WHAT TO PRODUCE: Can you write out the entries below line for line, leaving the pictures out of your answer?

--------

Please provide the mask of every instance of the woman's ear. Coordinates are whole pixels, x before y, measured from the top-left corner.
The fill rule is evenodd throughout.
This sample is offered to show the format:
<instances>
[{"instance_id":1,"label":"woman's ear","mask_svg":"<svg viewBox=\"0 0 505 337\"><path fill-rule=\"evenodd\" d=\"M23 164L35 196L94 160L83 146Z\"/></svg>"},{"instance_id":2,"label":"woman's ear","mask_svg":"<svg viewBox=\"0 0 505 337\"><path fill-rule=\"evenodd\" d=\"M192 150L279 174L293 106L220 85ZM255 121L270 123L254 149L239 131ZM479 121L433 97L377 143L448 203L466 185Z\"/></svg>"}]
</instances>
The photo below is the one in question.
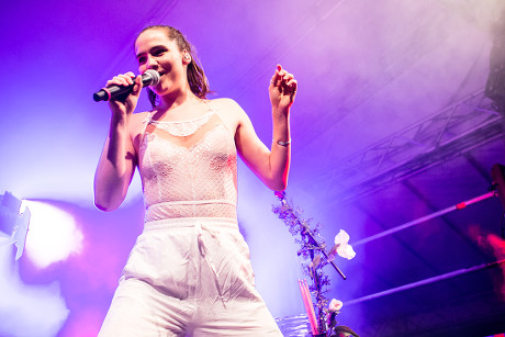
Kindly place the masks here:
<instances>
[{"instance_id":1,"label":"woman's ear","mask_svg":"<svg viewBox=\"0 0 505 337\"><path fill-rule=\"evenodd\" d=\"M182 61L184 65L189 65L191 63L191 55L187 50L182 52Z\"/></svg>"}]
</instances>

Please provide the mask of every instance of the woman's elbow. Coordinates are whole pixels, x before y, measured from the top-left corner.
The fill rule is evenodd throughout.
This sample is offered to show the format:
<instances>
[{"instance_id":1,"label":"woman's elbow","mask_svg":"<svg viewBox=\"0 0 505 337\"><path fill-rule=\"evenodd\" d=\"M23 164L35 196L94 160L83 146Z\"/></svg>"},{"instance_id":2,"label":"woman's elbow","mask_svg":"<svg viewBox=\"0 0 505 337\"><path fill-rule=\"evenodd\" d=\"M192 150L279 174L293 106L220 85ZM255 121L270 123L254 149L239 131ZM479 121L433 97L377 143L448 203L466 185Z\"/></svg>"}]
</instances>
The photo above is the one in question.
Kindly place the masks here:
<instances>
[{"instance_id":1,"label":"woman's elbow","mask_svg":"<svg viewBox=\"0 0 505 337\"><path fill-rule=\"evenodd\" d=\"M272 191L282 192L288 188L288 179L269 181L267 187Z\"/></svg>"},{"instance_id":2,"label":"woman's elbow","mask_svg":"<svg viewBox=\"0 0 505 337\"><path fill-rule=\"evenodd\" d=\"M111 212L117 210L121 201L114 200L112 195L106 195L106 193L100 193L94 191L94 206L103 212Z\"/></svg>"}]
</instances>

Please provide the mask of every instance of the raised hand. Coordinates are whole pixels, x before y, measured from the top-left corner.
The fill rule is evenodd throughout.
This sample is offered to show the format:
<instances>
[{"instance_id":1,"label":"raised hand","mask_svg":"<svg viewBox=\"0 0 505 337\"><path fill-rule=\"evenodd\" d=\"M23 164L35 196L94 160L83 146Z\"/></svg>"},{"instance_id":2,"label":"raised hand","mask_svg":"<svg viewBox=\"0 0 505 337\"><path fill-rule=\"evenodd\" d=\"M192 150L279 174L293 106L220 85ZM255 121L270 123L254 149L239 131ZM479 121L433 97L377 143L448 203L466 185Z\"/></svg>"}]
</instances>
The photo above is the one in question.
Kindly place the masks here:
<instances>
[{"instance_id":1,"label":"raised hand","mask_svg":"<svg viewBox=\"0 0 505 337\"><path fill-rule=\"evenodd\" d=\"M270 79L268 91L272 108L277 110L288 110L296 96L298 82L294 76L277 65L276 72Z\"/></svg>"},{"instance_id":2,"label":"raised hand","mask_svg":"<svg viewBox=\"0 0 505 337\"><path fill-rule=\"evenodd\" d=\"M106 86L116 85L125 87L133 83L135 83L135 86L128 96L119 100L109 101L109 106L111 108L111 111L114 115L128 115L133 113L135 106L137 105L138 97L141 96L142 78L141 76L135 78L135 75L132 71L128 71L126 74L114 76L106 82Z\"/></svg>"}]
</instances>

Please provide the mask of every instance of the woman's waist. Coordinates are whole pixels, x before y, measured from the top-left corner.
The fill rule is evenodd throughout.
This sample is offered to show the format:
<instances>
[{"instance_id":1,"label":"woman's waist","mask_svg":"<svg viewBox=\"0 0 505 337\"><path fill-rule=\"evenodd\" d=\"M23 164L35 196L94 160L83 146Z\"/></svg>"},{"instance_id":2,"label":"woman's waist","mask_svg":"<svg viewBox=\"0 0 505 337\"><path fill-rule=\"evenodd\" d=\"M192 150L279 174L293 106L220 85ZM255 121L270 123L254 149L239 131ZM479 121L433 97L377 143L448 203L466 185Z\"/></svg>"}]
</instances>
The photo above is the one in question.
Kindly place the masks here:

--------

CORRECT ANSWER:
Please provide the mask of every instance of the woman's ear. Coordinates are whole pixels, x before y, measured from the top-left corner.
The fill rule is evenodd throughout.
This sample is offered to show the format:
<instances>
[{"instance_id":1,"label":"woman's ear","mask_svg":"<svg viewBox=\"0 0 505 337\"><path fill-rule=\"evenodd\" d=\"M23 164L35 196L94 160L83 146Z\"/></svg>"},{"instance_id":2,"label":"woman's ear","mask_svg":"<svg viewBox=\"0 0 505 337\"><path fill-rule=\"evenodd\" d=\"M192 150L279 174L293 106L220 85ZM255 121L270 123L254 149L239 131ZM479 121L433 97L377 143L448 203L466 185Z\"/></svg>"}]
</instances>
The photo below is the one in question.
Kindly place the masks here:
<instances>
[{"instance_id":1,"label":"woman's ear","mask_svg":"<svg viewBox=\"0 0 505 337\"><path fill-rule=\"evenodd\" d=\"M182 61L184 65L189 65L191 63L191 55L187 50L182 52Z\"/></svg>"}]
</instances>

Please provide the mask of every instance of the woman's elbow. Coordinates are whole pixels, x before y, measured from the top-left corner.
The fill rule is evenodd throughout.
This sample is offered to show the format:
<instances>
[{"instance_id":1,"label":"woman's elbow","mask_svg":"<svg viewBox=\"0 0 505 337\"><path fill-rule=\"evenodd\" d=\"M23 164L35 196L94 160L83 146Z\"/></svg>"},{"instance_id":2,"label":"woman's elbow","mask_svg":"<svg viewBox=\"0 0 505 337\"><path fill-rule=\"evenodd\" d=\"M192 150L279 174L293 106L220 85ZM255 121L270 123L254 149L239 131ZM479 121L433 97L377 143L448 203L466 185Z\"/></svg>"}]
</instances>
The photo above is the one in question.
Kindly place the masks here:
<instances>
[{"instance_id":1,"label":"woman's elbow","mask_svg":"<svg viewBox=\"0 0 505 337\"><path fill-rule=\"evenodd\" d=\"M272 191L282 192L288 188L288 179L269 181L267 187Z\"/></svg>"},{"instance_id":2,"label":"woman's elbow","mask_svg":"<svg viewBox=\"0 0 505 337\"><path fill-rule=\"evenodd\" d=\"M111 212L117 210L121 201L114 200L112 195L106 195L106 193L100 193L94 191L94 206L103 212Z\"/></svg>"}]
</instances>

Please provide the mask of every instance of the raised hand. Coordinates are whole pixels, x before y, measured from the top-left corner.
The fill rule is evenodd throughout.
This sample is offered to show the format:
<instances>
[{"instance_id":1,"label":"raised hand","mask_svg":"<svg viewBox=\"0 0 505 337\"><path fill-rule=\"evenodd\" d=\"M23 164L35 196L94 160L83 146Z\"/></svg>"},{"instance_id":2,"label":"raised hand","mask_svg":"<svg viewBox=\"0 0 505 337\"><path fill-rule=\"evenodd\" d=\"M192 150L279 174L293 106L220 85ZM255 121L270 123L254 149L239 131ZM479 121L433 97L377 143L448 203L466 185Z\"/></svg>"}]
</instances>
The photo above is the one in question.
Kindly place the masks here:
<instances>
[{"instance_id":1,"label":"raised hand","mask_svg":"<svg viewBox=\"0 0 505 337\"><path fill-rule=\"evenodd\" d=\"M270 79L268 91L272 108L277 110L288 110L296 96L298 82L294 76L277 65L276 72Z\"/></svg>"},{"instance_id":2,"label":"raised hand","mask_svg":"<svg viewBox=\"0 0 505 337\"><path fill-rule=\"evenodd\" d=\"M106 86L116 85L125 87L133 83L135 83L135 86L128 96L119 100L109 101L109 106L111 108L111 111L114 115L128 115L133 113L135 106L137 105L138 97L141 96L142 78L141 76L135 78L135 75L132 71L128 71L126 74L114 76L106 82Z\"/></svg>"}]
</instances>

Please provide the mask of every instance of the woman's waist. Coordinates are whole pixels, x before y, measured from the top-left corner.
The fill rule is evenodd throughout.
This sample is offered to show the format:
<instances>
[{"instance_id":1,"label":"woman's waist","mask_svg":"<svg viewBox=\"0 0 505 337\"><path fill-rule=\"evenodd\" d=\"M23 164L35 196L94 160L83 146Z\"/></svg>"},{"instance_id":2,"label":"woman's waist","mask_svg":"<svg viewBox=\"0 0 505 337\"><path fill-rule=\"evenodd\" d=\"M192 150L279 174L293 106L220 85ZM255 121L270 123L254 149L239 131ZM479 121L433 97L377 143L448 203L466 185Z\"/></svg>"}]
</instances>
The photo above is the one in question.
Kindly place the masks here:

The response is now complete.